# [Fragmento citado]
------------------------------------------------------------
16.4.06

Plus verte la vie

Plus verte la vie. El penúltimo hangar del paseo da muestra de la importancia de las flores en todo aquel mundo muerto. Burdeos. Suena bien. Y es bella, la ciudad, y sus alrededores. Un mundo tan lejano desde este rincón de mi habitación, pero que, sin embargo, acaba por sentirse cercano en este incierto posadero mundano tan desorbitado últimamente. Plus verte la vie. ¿Verde? Para qué. ¿El qué?

El hangar dedicado a Truffaut y su clamor verde es tan sólo una pizca de lo que se esconde en un lugar apenas transitado más que como cruzacaminos inevitable. Plus belle sera la terre. Y, ¿qué vida es verde? ¿Dónde el verde será? ¿En ese terruño desgarrado por cientos de sacatintas que se dedican a sorber día sí y día también de aquello a lo que dedicaron muertes en el pasado? ¿En ese islote que un magnate compró para disimular su vejez junto a la escuálida jovencita de moda? ¿En ese otro, el cuál yace bajo una bandera, o bajo un himno, o sobre cualquier otro repelente símbolo? Y, ya puestos, ¿por qué no morada? O llena toda de jazmines y rosas no rosadas…

El lema es huero. Como lo es el color, como lo es la tierra. Probablemente, el hermoso espacio que ocupa toda la galería de plantas del hangar decimoctavo lo sea también. ¿Y qué no? Cuatro días fuera de la Ciudad son simplemente una forma de respirar sin que el tiempo se atragante al llegar a la laringe. Pero, finalmente, es necesario reparar en la tremenda fugacidad de una hora sin estornudos, sin toses ni vómitos. Y, como si de reses hipnotizadas se tratase, volvemos al matadero tras el eclipse instantáneo casi. Casi no visto. No visto, en verdad. Frente a nosotros, vuelta al eterno griterío de sufridores siervos que en el fondo queremos ser siempre. Contentos, pensamos en morir cuanto antes aquí, vueltos a la cotidianidad de una clase de impuestos, o de un asqueroso programa televisivo. Y recuerdas: plus verte la vie. Pero, ¿por qué no verla simplemente azul? Es más: ¿por qué no ver? Porque no vemos. Ciertamente, somos seres humanos. No podemos ver algo que no existe, ni tan siquiera podríamos ver lo que existe. La vida no existe. Es simplemente una estúpida forma de enmascarar aquello que verdaderamente nos produce pavor, de lo que huimos a todas horas sin querer confirmar o tan sólo mencionar en un instante: la muerte. No podemos colorear la muerte. Así pues, le damos color a su negativo, a su simple tópico falso, a su astuta presa léxica, que es eso llamado “vida” tan bello, que tan evocadoramente poético queda en una vitrina o en un anuncio de seguros. O incluso en una funeraria: más verde la vida. Más. Verde, paga, y muere.
------------------------------------------------------------
# [Elementos para identificar ubicaciones]
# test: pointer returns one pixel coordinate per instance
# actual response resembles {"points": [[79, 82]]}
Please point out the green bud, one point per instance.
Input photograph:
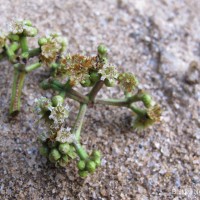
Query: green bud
{"points": [[109, 83], [91, 166], [42, 41], [63, 161], [83, 174], [97, 161], [57, 100], [44, 151], [81, 164], [27, 23], [96, 154], [54, 155], [94, 77], [147, 100], [30, 31], [102, 50], [64, 148], [72, 154]]}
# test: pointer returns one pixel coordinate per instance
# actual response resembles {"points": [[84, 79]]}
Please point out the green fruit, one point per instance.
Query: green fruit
{"points": [[83, 174], [91, 166], [147, 100], [57, 100], [64, 148], [102, 50], [54, 155], [44, 151], [81, 165], [109, 83], [63, 161], [94, 77], [96, 154], [42, 41]]}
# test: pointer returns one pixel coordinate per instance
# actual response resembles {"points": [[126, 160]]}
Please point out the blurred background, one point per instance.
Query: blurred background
{"points": [[157, 40]]}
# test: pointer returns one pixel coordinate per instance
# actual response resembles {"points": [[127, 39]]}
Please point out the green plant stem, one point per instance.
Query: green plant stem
{"points": [[95, 90], [81, 151], [23, 44], [77, 131], [33, 67], [34, 52], [80, 97], [138, 111], [10, 53], [18, 82], [79, 121], [119, 102]]}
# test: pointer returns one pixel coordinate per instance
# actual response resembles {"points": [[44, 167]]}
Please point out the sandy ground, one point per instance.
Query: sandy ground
{"points": [[158, 41]]}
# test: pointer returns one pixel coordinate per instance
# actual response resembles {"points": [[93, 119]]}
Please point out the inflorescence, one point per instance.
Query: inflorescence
{"points": [[60, 143]]}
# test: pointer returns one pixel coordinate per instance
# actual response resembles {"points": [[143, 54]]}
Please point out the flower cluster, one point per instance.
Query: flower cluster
{"points": [[51, 47], [127, 81], [109, 74]]}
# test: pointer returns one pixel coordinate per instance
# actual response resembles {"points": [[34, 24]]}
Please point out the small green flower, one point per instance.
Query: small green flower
{"points": [[59, 114]]}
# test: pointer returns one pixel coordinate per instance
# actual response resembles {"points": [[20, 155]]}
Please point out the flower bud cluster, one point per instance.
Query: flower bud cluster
{"points": [[51, 47]]}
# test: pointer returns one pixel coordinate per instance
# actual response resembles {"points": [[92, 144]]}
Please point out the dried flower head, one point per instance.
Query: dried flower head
{"points": [[109, 72], [151, 116], [59, 114], [127, 81], [78, 66]]}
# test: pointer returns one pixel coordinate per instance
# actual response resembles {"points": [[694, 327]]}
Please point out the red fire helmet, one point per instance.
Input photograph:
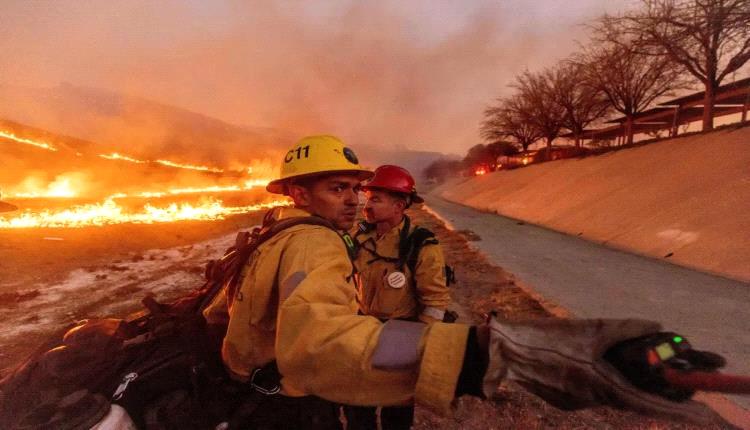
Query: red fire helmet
{"points": [[393, 178]]}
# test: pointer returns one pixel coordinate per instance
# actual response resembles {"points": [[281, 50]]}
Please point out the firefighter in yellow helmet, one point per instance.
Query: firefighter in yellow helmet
{"points": [[295, 316]]}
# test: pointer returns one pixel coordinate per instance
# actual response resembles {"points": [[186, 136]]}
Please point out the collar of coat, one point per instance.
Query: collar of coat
{"points": [[385, 245]]}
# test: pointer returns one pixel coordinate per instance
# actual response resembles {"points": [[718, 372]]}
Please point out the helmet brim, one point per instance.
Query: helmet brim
{"points": [[278, 186], [415, 198], [7, 207]]}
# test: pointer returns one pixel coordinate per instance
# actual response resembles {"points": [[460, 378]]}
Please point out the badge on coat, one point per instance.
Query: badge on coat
{"points": [[396, 280]]}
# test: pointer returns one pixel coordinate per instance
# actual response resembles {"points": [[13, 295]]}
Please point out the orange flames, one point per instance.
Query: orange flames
{"points": [[119, 157], [61, 187], [189, 166], [116, 156], [158, 206], [109, 212], [10, 136]]}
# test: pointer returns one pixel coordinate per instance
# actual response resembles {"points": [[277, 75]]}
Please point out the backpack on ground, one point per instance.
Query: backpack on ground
{"points": [[162, 364]]}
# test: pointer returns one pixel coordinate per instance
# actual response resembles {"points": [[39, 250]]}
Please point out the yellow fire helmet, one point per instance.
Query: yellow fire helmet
{"points": [[314, 155]]}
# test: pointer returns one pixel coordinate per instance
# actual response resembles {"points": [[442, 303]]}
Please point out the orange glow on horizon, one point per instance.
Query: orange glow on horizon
{"points": [[109, 212], [8, 135]]}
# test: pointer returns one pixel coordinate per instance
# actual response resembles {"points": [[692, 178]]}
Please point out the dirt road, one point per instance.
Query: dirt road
{"points": [[591, 280], [106, 271]]}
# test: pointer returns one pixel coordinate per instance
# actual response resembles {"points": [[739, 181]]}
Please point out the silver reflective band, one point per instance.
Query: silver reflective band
{"points": [[397, 347], [436, 313]]}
------------------------------------------------------------
# [Objetivo del ejercicio]
Prosigue el texto de arriba sobre el lema «Plus verte la vie» a partir de su última frase.

# [Respuesta propuesta]
Ahora las letras que colgaban sobre el grueso cristal del escaparate de Truffaut se baten con el Reloj, y logran ser rescatadas de la memoria para sonsacar difícilmente estas líneas absurdas de un exasperante día de regreso de un paraje verde y con río. Porque Burdeos es ya eso: memoria. Y las cuatro o cinco librerías visitadas. Y el Bel-Ami de Maupassant comprado a precio de ganga. Y las fotos sacadas sin saber cómo. Y las calles, y el moderno tranvía, y las gentes, y los zapatos, y las olas frágiles que con la marea iban cubriendo la superficie del soberbio río Garona. Y los arcos, y Clemenceau. Y los girondinos todos. Y los coches de matrícula amarilla. Y la Catherine que algo tendría que ver con la calle comercial que atraviesa el casco histórico de la ciudad. Y la arena del calcetín en Arcachon. Y el fantasmagórico Andoain de la parada. Incluso los cuatro paletos circenses que montaban en un supercinco por la autovía de regreso con una ikurriña colgada en el portaequipajes. Memoria. Muerto todo.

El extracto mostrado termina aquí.